Provided data START

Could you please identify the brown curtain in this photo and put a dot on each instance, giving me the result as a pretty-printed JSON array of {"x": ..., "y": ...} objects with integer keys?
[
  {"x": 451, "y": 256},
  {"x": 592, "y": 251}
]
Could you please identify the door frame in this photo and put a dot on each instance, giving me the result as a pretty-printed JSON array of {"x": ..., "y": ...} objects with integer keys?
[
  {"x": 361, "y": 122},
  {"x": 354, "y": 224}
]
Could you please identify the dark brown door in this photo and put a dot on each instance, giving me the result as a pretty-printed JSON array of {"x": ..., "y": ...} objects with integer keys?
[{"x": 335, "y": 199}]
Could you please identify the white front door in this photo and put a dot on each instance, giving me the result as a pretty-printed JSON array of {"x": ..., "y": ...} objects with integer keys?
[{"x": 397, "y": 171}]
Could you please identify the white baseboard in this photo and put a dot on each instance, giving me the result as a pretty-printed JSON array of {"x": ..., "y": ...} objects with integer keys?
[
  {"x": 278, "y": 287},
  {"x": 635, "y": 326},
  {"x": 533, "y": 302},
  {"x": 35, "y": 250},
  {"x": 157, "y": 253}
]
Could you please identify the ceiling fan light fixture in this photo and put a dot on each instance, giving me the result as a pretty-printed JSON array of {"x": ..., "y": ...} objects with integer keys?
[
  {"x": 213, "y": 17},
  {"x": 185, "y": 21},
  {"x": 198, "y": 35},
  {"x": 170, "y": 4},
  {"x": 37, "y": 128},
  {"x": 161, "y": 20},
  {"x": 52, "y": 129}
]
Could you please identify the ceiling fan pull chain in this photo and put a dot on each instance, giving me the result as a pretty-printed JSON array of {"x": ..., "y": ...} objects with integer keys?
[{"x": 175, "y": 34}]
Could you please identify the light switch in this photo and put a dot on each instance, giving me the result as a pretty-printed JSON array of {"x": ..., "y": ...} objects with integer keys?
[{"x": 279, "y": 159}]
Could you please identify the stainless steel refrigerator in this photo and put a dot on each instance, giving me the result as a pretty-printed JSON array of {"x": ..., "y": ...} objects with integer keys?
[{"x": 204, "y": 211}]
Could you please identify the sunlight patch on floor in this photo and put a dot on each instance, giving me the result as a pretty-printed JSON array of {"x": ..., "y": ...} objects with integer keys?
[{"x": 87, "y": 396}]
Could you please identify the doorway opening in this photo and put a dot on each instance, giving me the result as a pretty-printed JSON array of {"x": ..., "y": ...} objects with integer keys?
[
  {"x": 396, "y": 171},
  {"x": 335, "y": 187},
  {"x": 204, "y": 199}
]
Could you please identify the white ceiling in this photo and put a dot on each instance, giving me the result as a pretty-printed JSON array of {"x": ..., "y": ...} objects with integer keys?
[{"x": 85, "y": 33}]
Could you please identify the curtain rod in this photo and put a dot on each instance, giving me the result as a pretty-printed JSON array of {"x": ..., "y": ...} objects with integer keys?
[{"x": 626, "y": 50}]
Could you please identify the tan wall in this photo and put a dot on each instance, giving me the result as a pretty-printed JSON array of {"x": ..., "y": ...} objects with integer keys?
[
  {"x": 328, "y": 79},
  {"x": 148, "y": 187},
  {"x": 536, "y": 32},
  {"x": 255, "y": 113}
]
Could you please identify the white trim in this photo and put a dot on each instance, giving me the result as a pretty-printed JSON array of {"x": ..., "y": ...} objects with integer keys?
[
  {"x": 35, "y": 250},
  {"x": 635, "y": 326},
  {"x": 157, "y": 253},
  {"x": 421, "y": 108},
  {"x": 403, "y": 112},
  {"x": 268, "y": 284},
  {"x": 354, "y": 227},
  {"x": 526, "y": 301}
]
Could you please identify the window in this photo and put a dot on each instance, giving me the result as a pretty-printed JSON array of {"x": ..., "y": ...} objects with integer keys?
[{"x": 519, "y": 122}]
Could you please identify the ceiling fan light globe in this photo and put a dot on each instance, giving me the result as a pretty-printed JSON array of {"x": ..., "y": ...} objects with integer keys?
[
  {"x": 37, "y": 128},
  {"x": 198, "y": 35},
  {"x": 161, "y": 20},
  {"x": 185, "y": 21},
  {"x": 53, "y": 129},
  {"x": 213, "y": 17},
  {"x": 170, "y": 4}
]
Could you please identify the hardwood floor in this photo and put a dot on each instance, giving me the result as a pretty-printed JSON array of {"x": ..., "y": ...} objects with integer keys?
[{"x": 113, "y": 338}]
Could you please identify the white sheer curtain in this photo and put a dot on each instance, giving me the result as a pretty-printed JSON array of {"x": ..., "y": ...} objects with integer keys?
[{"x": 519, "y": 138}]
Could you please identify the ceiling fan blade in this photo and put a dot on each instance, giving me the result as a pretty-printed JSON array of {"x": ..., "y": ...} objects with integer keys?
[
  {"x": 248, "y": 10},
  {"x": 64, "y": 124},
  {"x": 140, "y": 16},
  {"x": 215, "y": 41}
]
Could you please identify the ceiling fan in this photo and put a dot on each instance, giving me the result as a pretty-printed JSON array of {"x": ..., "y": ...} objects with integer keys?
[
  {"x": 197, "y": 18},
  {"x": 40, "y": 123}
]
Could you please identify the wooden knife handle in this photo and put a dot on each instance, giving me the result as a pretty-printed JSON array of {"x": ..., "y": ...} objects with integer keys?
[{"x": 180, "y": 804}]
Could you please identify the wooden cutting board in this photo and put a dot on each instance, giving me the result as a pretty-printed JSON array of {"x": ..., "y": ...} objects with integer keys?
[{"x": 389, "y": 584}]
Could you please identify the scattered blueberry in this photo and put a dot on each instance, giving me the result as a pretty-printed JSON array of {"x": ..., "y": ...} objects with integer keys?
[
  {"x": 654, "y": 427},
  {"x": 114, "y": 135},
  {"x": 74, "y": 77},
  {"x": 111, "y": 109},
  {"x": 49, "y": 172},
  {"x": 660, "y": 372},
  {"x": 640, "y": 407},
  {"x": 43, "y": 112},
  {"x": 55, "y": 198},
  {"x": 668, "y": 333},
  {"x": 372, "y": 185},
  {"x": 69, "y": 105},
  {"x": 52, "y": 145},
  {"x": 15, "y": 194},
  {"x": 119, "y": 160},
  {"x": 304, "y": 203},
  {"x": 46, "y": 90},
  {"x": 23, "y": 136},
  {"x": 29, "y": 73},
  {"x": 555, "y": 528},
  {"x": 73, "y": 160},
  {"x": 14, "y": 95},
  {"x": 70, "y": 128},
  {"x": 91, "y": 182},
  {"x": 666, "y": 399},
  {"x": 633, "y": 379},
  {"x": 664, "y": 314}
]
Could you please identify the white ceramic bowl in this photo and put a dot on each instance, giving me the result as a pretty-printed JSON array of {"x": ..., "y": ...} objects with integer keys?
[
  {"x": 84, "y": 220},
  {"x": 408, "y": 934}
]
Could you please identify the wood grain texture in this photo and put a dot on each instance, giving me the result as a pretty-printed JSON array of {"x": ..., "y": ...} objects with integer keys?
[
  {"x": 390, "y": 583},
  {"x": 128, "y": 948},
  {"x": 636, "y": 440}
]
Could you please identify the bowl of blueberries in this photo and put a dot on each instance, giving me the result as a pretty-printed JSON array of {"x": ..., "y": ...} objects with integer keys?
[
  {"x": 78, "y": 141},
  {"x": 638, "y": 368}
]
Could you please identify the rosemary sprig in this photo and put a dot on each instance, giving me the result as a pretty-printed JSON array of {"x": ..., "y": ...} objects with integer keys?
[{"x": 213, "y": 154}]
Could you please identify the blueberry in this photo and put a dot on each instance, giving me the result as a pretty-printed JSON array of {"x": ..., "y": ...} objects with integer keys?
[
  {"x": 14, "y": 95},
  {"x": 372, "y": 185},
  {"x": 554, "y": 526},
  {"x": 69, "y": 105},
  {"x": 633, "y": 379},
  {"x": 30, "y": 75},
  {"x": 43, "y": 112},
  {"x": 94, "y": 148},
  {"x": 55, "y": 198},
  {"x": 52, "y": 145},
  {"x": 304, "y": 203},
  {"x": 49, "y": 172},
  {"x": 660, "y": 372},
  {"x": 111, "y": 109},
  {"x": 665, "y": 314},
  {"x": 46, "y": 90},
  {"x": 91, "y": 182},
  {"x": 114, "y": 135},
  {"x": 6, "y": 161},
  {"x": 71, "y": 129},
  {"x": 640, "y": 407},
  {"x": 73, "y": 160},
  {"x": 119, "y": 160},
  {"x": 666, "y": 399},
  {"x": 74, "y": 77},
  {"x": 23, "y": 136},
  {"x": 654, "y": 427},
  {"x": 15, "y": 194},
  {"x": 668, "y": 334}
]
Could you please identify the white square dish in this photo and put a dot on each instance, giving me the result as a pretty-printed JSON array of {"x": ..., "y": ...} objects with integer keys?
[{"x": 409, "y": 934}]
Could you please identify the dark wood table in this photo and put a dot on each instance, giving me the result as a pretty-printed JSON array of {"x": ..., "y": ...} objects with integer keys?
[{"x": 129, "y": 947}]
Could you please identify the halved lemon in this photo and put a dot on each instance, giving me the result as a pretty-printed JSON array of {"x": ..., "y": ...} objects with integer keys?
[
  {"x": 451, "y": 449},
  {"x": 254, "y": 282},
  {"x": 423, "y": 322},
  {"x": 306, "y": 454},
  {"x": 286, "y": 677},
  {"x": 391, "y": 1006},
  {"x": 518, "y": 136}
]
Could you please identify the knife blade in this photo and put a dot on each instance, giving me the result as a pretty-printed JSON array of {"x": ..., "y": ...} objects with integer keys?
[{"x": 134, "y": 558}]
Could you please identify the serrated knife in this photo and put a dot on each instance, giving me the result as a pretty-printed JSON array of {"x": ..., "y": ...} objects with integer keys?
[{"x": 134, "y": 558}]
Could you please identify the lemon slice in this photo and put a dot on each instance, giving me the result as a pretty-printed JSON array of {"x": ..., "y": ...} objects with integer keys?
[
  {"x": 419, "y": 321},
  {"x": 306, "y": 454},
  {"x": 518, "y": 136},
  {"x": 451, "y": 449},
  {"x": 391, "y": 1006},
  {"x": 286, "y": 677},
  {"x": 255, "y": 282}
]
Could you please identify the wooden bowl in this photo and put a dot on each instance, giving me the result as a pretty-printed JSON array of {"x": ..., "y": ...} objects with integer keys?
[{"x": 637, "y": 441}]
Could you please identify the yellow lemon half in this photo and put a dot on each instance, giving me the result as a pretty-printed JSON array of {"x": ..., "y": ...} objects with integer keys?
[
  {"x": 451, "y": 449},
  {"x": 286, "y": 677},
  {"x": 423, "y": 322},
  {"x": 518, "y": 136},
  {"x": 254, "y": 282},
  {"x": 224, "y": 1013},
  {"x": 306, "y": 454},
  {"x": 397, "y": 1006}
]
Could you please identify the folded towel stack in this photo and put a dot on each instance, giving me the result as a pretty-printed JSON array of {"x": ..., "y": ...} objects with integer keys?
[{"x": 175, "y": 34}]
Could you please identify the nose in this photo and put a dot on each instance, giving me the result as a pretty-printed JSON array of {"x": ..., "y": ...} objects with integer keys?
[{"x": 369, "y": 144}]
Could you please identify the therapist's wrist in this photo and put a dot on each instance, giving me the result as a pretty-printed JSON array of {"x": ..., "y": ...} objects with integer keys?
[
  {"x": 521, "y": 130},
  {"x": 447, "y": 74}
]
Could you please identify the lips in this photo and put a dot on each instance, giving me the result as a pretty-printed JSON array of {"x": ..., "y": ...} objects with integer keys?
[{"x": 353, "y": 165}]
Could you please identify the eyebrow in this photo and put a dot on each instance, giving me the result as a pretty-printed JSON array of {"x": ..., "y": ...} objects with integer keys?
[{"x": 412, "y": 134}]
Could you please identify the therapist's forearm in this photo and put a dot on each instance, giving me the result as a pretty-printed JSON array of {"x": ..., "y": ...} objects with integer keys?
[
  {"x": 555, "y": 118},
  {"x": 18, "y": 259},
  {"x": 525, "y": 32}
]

Provided data END

■ What you are asked to do ■
In the records above, copy exactly the lines from the one that contains "Could you please identify the lips" through the last, and nothing else.

■ Output of the task ■
Could you please identify the lips in this photo and put a dot on each instance, giving me the result as a pretty-printed JSON array of {"x": ..., "y": ...} objects with integer keys?
[{"x": 353, "y": 165}]
Could you please identify the eyebrow in this photo and put a dot on each instance, giving me the result as a pretty-printed JSON array of {"x": ..., "y": ...} objects with integer keys?
[{"x": 412, "y": 134}]
Could you please identify the therapist's forearm in this photo and put a dot on each instance, giving me the result as a pretty-printed JSON array of {"x": ..., "y": ...} objects with integer keys?
[
  {"x": 555, "y": 118},
  {"x": 18, "y": 259},
  {"x": 525, "y": 32}
]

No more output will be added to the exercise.